**** DATA FOR THE TASK ****

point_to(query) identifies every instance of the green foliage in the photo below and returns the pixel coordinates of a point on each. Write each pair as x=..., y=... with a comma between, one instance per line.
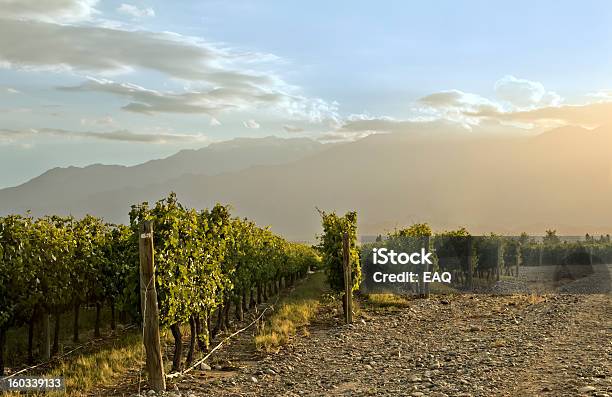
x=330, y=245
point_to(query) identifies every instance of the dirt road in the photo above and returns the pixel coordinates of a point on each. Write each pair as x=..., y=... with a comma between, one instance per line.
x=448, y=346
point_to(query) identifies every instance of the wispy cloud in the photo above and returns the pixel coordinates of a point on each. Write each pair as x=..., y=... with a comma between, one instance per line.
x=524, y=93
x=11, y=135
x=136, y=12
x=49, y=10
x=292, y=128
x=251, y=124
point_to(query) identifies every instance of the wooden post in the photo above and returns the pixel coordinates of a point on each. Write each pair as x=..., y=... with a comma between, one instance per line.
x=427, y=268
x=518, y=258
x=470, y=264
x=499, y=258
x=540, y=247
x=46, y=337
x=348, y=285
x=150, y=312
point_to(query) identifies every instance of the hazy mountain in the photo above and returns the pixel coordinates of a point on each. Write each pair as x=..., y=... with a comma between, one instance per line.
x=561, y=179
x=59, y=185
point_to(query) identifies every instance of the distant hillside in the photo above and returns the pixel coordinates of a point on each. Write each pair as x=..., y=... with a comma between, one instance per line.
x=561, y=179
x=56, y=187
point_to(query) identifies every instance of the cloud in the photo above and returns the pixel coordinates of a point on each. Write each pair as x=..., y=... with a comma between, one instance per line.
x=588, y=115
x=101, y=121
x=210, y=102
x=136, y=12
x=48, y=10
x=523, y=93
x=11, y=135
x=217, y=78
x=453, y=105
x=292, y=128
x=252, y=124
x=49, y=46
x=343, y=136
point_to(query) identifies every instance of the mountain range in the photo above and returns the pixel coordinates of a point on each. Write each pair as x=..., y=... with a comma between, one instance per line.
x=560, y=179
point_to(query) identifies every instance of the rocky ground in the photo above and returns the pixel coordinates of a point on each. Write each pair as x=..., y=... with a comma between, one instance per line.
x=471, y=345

****
**** DATA FOR THE TASK ****

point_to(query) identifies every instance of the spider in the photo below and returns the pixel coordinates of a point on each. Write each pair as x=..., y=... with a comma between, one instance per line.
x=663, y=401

****
**** DATA FOR THE TASK ****

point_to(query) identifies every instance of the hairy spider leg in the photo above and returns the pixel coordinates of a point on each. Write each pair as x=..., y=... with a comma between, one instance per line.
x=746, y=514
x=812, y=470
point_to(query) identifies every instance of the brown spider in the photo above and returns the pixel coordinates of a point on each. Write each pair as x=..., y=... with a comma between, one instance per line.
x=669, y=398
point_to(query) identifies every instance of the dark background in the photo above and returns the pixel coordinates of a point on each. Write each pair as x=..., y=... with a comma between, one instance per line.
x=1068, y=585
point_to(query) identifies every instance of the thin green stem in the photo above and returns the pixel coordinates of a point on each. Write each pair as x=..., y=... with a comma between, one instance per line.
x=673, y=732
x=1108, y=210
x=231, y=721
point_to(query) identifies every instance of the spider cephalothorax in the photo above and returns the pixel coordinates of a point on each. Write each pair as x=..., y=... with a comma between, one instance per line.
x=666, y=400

****

**WHAT TO PRODUCE**: Report every line of the material that contains the word "cloud", copying each such line in full.

**TASK RESULT**:
point_to(query) identifies every instance of the wispy cloud in the photo above and returns the pixel coordinates of a point on each. Write each pair as x=..., y=... with a comma between, one instance per line.
point_to(query) identifies every instance of the cloud in the photo above and returns the pixel coordinates of a point on each. Write each pair as x=..., y=... with a comma between, one instance per line.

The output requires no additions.